═══ Records

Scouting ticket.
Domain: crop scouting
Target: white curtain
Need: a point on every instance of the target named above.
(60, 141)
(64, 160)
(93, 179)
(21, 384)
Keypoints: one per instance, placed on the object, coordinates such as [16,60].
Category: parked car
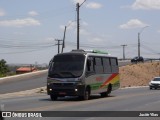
[137,59]
[155,83]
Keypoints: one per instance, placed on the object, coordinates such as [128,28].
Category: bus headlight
[76,90]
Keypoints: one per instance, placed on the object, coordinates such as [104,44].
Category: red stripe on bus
[109,79]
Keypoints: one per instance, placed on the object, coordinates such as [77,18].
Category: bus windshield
[66,66]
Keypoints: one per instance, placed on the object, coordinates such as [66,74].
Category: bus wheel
[53,97]
[86,95]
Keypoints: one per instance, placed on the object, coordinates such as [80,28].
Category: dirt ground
[138,74]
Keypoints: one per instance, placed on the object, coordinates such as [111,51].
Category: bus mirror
[89,62]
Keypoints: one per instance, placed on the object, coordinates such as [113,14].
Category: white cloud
[93,5]
[133,23]
[146,4]
[2,13]
[20,22]
[33,13]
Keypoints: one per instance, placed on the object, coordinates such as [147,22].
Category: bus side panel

══════

= Activity =
Word for word, restate the line with "such as [113,14]." and all remaining lines of the material, stopping only at the final line.

= Task output =
Keypoints: one per instance, placed on the object, coordinates such as [113,14].
Category: white cloud
[93,5]
[133,23]
[146,4]
[2,13]
[20,22]
[33,13]
Keypoints: one per instance, placed on the object, coordinates such as [147,22].
Category: bus side panel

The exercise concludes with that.